Your instructions – Each entry must be copied exactly, without omission.

Point-per-instance localization data
┌──

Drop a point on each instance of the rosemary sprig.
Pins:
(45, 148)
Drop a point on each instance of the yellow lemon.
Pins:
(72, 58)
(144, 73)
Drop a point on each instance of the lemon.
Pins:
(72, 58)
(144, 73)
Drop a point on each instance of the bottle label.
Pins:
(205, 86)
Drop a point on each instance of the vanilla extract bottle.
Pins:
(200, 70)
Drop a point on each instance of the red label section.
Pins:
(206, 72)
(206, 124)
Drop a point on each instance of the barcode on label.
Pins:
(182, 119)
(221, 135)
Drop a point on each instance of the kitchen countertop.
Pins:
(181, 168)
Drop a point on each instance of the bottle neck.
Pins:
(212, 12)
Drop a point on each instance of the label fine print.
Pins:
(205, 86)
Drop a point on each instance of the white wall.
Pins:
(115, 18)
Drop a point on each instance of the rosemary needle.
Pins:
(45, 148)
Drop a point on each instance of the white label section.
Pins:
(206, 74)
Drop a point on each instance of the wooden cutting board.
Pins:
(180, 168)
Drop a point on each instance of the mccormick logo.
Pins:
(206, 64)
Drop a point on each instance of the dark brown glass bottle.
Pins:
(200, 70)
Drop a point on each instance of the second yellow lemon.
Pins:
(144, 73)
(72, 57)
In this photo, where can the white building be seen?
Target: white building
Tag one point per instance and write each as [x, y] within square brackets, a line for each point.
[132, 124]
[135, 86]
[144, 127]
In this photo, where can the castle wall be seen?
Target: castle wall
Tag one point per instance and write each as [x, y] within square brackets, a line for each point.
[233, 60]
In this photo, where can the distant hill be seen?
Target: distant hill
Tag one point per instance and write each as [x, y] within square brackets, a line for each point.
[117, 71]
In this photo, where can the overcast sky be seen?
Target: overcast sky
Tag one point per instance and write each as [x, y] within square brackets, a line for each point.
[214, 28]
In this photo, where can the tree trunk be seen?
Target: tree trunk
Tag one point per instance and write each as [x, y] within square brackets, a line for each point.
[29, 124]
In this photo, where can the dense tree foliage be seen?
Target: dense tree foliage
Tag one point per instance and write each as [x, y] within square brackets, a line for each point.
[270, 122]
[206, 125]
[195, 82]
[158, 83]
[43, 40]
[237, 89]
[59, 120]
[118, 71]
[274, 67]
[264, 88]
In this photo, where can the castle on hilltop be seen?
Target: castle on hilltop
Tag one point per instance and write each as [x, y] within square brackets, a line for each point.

└──

Output for this task –
Drop a point on each instance of the rosemary sprig.
Pins:
(45, 148)
Drop a point on each instance of the yellow lemon.
Pins:
(72, 58)
(144, 73)
Drop a point on each instance of the lemon.
Pins:
(72, 58)
(144, 73)
Drop a point on each instance of the bottle label.
Pins:
(205, 86)
Drop a point on each instance of the vanilla extract bottle.
Pins:
(200, 70)
Drop a point on each instance of the red label section.
Pins:
(206, 72)
(206, 124)
Drop a point on each instance of the barcode on label.
Pins:
(182, 119)
(221, 135)
Drop a point on each instance of the kitchen countertop.
Pins:
(181, 168)
Drop a point on each instance of the bottle neck.
Pins:
(212, 12)
Drop a point on each instance of the label fine print.
Pins:
(205, 86)
Drop a point on each instance of the white wall.
Pins:
(115, 18)
Drop a point on each instance of the rosemary needle.
Pins:
(45, 148)
Drop a point on each instance of the white label section.
Pins:
(206, 74)
Drop a point on each instance of the wooden cutting board.
Pins:
(180, 168)
Drop a point on each instance of the mccormick logo.
Pins:
(206, 64)
Drop a point on each instance of the dark brown glass bottle.
Pins:
(200, 70)
Drop a point on each instance of the second yellow lemon.
Pins:
(144, 73)
(72, 57)
In this photo, where can the white building be seen?
Target: white building
Tag one point per instance and write each as [x, y] within square brackets, a line for each point.
[132, 124]
[135, 86]
[144, 127]
In this photo, where can the castle wall be seen?
Target: castle wall
Tag one point per instance and write each as [x, y] within square brackets, a line for each point.
[233, 60]
In this photo, where can the distant hill be seen?
Target: distant hill
Tag one point per instance and write each as [x, y] within square brackets, a line for each point.
[117, 71]
In this photo, where can the overcast sky be seen?
Target: overcast sky
Tag one point per instance and write each as [x, y] within square brackets, a line for each point.
[214, 28]
In this photo, where can the tree trunk be seen?
Target: tree trunk
Tag one point per instance and write each as [x, y] within square brackets, a line for each point.
[29, 124]
In this photo, where can the dense tree foliage be seen?
Target: dense tree foliage
Tag one point per instance and write each as [x, y] within square brackets, a line for each point.
[270, 122]
[206, 125]
[195, 82]
[158, 83]
[43, 40]
[237, 89]
[59, 120]
[118, 71]
[274, 67]
[264, 88]
In this photo, where can the castle on hilltop be seen?
Target: castle on hilltop
Tag one point per instance and write each as [x, y] within square brackets, a line for each point.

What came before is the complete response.